Problem statement: In the article on the Ann Arbor snowstorm, how many crashes does the sheriff's office report between the start of the storm and 9:30 a.m. Thursday?

Article:
--- START ---

Almost 7 inches of snow blankets Ann Arbor area following first big winter storm
Melanie Maxwell | AnnArbor.com
Ann Arbor looked like a snow globe when all the flakes settle Thursday morning after almost seven inches of the powdery white stuff fell on the city during the first major snowstorm of winter.
Dennis Kahlbaum, meteorologist at the University of Michigan, said 6.9 inches of snow fell on the university’s North Campus and exactly six inches fell in southeast Ann Arbor.
The sounds of shovels and snow blowers blasting away at the thick white blanket on sidewalks and driveways echoed around the city for the first time in months on Thursday morning.
As idyllic as the city looked during and after the storm, the situation on Washtenaw County’s roads was far less ideal. Washtenaw County Sheriff’s Office Sgt. Geoffrey Fox said more than 160 crashes took place from 1 p.m. Wednesday, when the storm started, to 9:30 a.m. Thursday.

--- END ---

Given information:
--- START ---

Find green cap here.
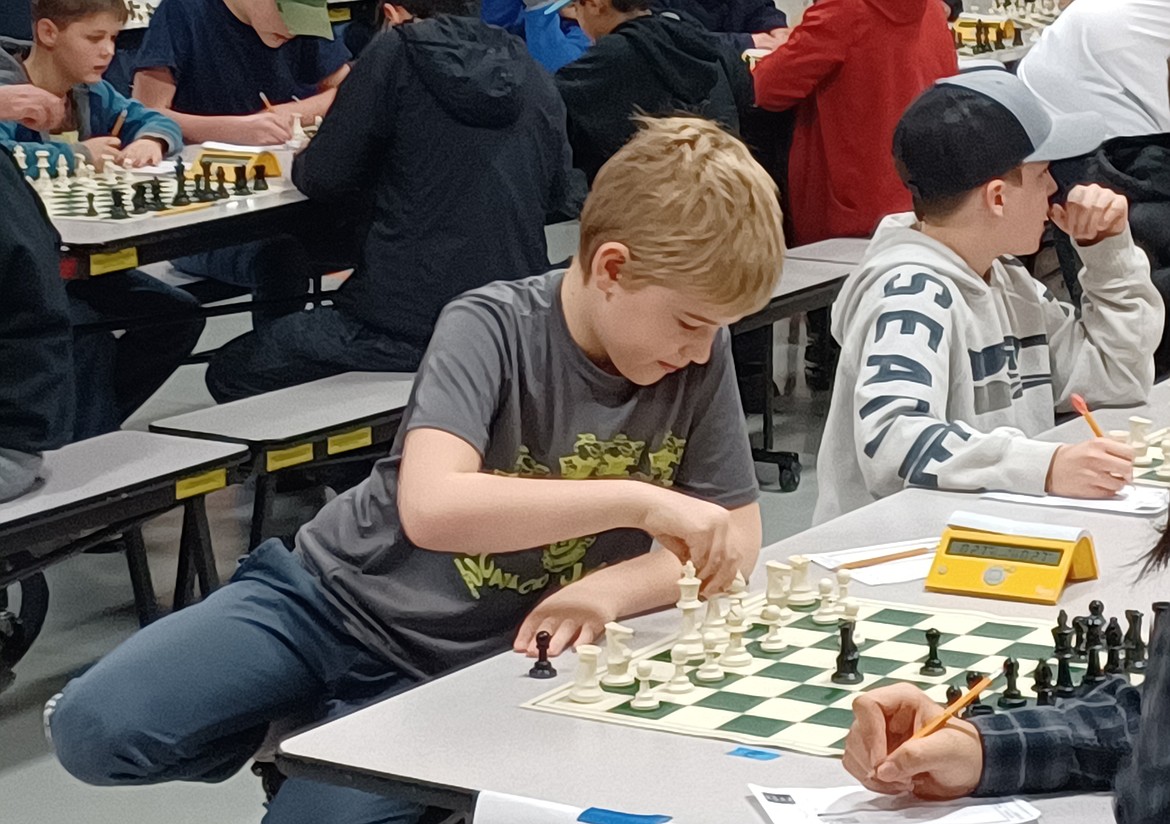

--- END ---

Response below: More than 160 crashes.